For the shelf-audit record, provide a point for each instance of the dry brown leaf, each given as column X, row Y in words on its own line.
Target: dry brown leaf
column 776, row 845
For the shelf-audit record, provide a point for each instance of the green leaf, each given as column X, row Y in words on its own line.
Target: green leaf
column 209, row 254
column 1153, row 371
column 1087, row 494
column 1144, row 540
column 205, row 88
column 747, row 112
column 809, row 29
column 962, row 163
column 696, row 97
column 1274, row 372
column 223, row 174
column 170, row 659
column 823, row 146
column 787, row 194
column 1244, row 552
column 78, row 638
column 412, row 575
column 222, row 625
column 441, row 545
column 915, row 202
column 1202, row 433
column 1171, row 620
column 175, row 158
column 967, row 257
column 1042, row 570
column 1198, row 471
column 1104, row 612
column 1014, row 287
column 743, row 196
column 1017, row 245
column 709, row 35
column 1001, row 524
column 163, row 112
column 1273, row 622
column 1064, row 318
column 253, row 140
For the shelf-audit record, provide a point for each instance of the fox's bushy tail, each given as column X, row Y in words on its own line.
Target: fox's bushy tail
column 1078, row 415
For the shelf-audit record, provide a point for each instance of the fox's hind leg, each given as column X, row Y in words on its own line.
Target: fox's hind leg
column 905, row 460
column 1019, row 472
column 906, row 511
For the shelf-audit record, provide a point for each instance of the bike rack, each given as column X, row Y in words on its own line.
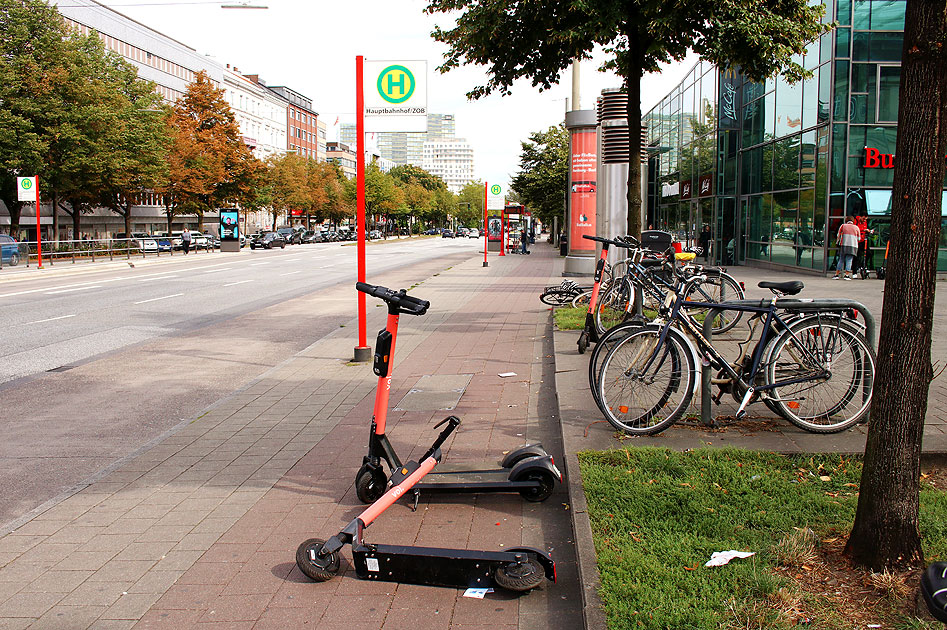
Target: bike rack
column 793, row 304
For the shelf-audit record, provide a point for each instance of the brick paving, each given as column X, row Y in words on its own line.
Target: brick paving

> [Task to carry out] From the beginning of the listing above down to the line with "of the green", every line should be restated exactly.

> [Solution to the exercise]
For the shelf-audit record, provide a point for each instance of the dry brown leaf, each given as column X, row Y in words on its own line.
Target: dry brown leaf
column 776, row 845
For the shelf-audit record, provide a point for each instance of the green leaf, each given as column X, row Y in words on its own line.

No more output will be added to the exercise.